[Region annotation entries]

····················

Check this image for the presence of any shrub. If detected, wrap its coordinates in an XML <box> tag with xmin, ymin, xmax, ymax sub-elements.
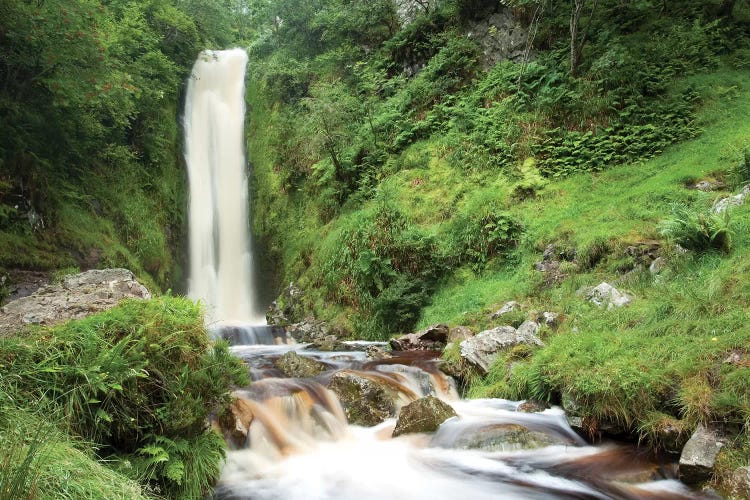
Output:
<box><xmin>0</xmin><ymin>297</ymin><xmax>248</xmax><ymax>498</ymax></box>
<box><xmin>659</xmin><ymin>204</ymin><xmax>732</xmax><ymax>253</ymax></box>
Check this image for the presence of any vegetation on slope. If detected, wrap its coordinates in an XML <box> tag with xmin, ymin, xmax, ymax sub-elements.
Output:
<box><xmin>0</xmin><ymin>297</ymin><xmax>248</xmax><ymax>499</ymax></box>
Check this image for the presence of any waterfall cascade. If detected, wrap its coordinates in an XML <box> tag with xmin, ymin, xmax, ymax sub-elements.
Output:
<box><xmin>184</xmin><ymin>49</ymin><xmax>265</xmax><ymax>325</ymax></box>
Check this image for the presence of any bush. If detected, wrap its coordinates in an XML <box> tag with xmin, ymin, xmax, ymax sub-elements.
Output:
<box><xmin>0</xmin><ymin>297</ymin><xmax>248</xmax><ymax>498</ymax></box>
<box><xmin>659</xmin><ymin>204</ymin><xmax>732</xmax><ymax>253</ymax></box>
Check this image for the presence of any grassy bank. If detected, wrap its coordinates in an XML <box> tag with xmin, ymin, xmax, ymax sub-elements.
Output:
<box><xmin>0</xmin><ymin>297</ymin><xmax>248</xmax><ymax>499</ymax></box>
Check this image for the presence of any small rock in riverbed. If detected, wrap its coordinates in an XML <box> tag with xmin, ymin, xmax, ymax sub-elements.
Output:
<box><xmin>680</xmin><ymin>425</ymin><xmax>724</xmax><ymax>484</ymax></box>
<box><xmin>393</xmin><ymin>396</ymin><xmax>456</xmax><ymax>437</ymax></box>
<box><xmin>274</xmin><ymin>351</ymin><xmax>328</xmax><ymax>378</ymax></box>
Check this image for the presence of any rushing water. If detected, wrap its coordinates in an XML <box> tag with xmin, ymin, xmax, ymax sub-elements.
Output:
<box><xmin>184</xmin><ymin>49</ymin><xmax>265</xmax><ymax>325</ymax></box>
<box><xmin>184</xmin><ymin>49</ymin><xmax>708</xmax><ymax>500</ymax></box>
<box><xmin>215</xmin><ymin>345</ymin><xmax>696</xmax><ymax>500</ymax></box>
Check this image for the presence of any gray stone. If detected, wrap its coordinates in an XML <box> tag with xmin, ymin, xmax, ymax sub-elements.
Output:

····················

Problem to solve -
Rewrite every item above, swapping each "Output" for "Result" and keeping everything else the same. Leave the pictures out.

Complete answer -
Check this image for the presence of any shrub. If detected, wrap its coordinates in an XML <box> tag with xmin, ymin, xmax, ymax sub-elements.
Result:
<box><xmin>0</xmin><ymin>297</ymin><xmax>248</xmax><ymax>498</ymax></box>
<box><xmin>659</xmin><ymin>204</ymin><xmax>732</xmax><ymax>253</ymax></box>
Check this image for the presence of any vegetation on slope. If detected, wrap its coordinates in an XML <box> tag with xmin, ymin, xmax, ymax sub-elements.
Result:
<box><xmin>0</xmin><ymin>297</ymin><xmax>248</xmax><ymax>499</ymax></box>
Check this image for the presence of any waterfall cascade. If detected, wrap its coordinates in an XML <box> tag with xmin, ymin, xmax, ymax sub-elements.
Result:
<box><xmin>184</xmin><ymin>49</ymin><xmax>265</xmax><ymax>325</ymax></box>
Check this image for the presence of any bush. If detected, wrap its coordinates in an XML <box> tag with xmin, ymin, xmax, ymax sub-elements.
Result:
<box><xmin>0</xmin><ymin>297</ymin><xmax>248</xmax><ymax>498</ymax></box>
<box><xmin>659</xmin><ymin>204</ymin><xmax>732</xmax><ymax>253</ymax></box>
Check this image for the presence of any grassy bank. If detected, wrap its coordinates in an XML <box> tag with xmin, ymin, xmax, ymax sub-elements.
Result:
<box><xmin>0</xmin><ymin>297</ymin><xmax>248</xmax><ymax>499</ymax></box>
Check this image for the presence of any small rock in riverbed. If detected, wrap its coordinates in an XML <box> tag with xmin, ymin, xmax, ymax sub-elements.
Result:
<box><xmin>680</xmin><ymin>425</ymin><xmax>724</xmax><ymax>484</ymax></box>
<box><xmin>393</xmin><ymin>396</ymin><xmax>456</xmax><ymax>437</ymax></box>
<box><xmin>274</xmin><ymin>351</ymin><xmax>328</xmax><ymax>378</ymax></box>
Check this image for the presence of any rushing water. If detected, wrap its coordinates in an XML <box> tag with xmin, ymin, xmax, ymax sub-elements.
Result:
<box><xmin>184</xmin><ymin>49</ymin><xmax>265</xmax><ymax>325</ymax></box>
<box><xmin>184</xmin><ymin>49</ymin><xmax>708</xmax><ymax>500</ymax></box>
<box><xmin>215</xmin><ymin>345</ymin><xmax>696</xmax><ymax>500</ymax></box>
Check this image for the presence of any gray stone. If detected, wrap its coordinates in an XML <box> tag with xmin, ymin, xmax, ymax sub-elements.
Result:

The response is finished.